Приведённый отрывок:
******

Во всяком случае, в повести “В кригере” (а она, нет сомнений, или была или должна была быть частью той задуманной им книги) никаких документов нет. Мой последний разговор с Володей был об этой повести. Повесть мне понравилась — написана сильно, с превосходным знанием изображаемого времени и психологии персонажей. Я сказал ему об этом. Единственное замечание, которое сделал: перебор ненормативной лексики (тогда эти проблемы горячо обсуждались, ненормативная лексика стала своего рода поветрием). Володя стал спорить: “Разве вы не помните — тогда ведь мы все так говорили”. — “Верно, — сказал я, — тогда так говорили, — но художнику достаточно одного слова, чтобы добиться нужной стилистической окраски, а не вставлять мат после каждой фразы, надо искать для этого одного слова нужное место, и эффект будет стопроцентный”. Спорили мы вполне миролюбиво. Совсем не с тем накалом, который возник между нами, когда мы объяснялись после анонса в “Нашем современнике”, — тогда образовалась разделившая нас пропасть.
Возникшую позднее громкую историю с Богомоловым я наблюдал как бы со стороны, во всяком случае, с Володей по этому поводу не говорил. Он напечатал в “Книжном обозрении” большую статью, в которой подверг резкой, разгромной критике роман Георгия Владимова “Генерал и его армия”. Роман этот пользовался большим успехом, его превозносила текущая критика, он был удостоен престижных премий. Наверное, дело было в том, что о войне уже довольно давно не писали, а у читателей потребность в книгах о войне все еще существовала. К тому же их отталкивали заполнявшие книжные магазины разного рода постмодернистские изделия. А тут вполне реалистическое произведение, к тому же вроде бы предлагающее новый взгляд на войну.
Прежде чем продолжить эту историю, для ясности хочу сказать, что хорошо относился к Владимову, давно его знал (одно время при Сергее Сергеевиче Смирнове мы даже вместе работали в “Литературке”), уважал его общественную позицию, мне понравилась его первая повесть “Большая руда”, очень значительной вещью я считаю его “Верного Руслана”. С большим интересом читал его мемуарную книгу “Долог путь до Типперэри” (жаль, что не суждено ему было ее закончить).

******

Фрагмент данных:
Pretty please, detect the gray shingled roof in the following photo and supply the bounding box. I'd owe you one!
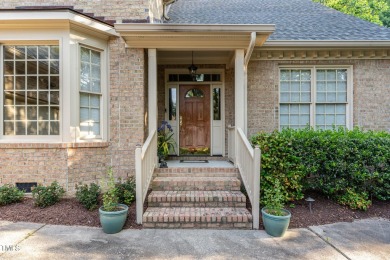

******

Что сделать:
Ответьте на вопросы по отрывку о Богомолове и Владимове:
1. Какое единственное замечание было высказано Володе о повести «В кригере»?
2. В каком издании Богомолов напечатал статью с критикой романа «Генерал и его армия»?
3. Где Владимов и рассказчик одно время работали вместе при Сергее Сергеевиче Смирнове?
Отвечайте, опираясь только на отрывок.

Ответ:
1. Перебор ненормативной лексики.
2. В «Книжном обозрении».
3. В «Литературке».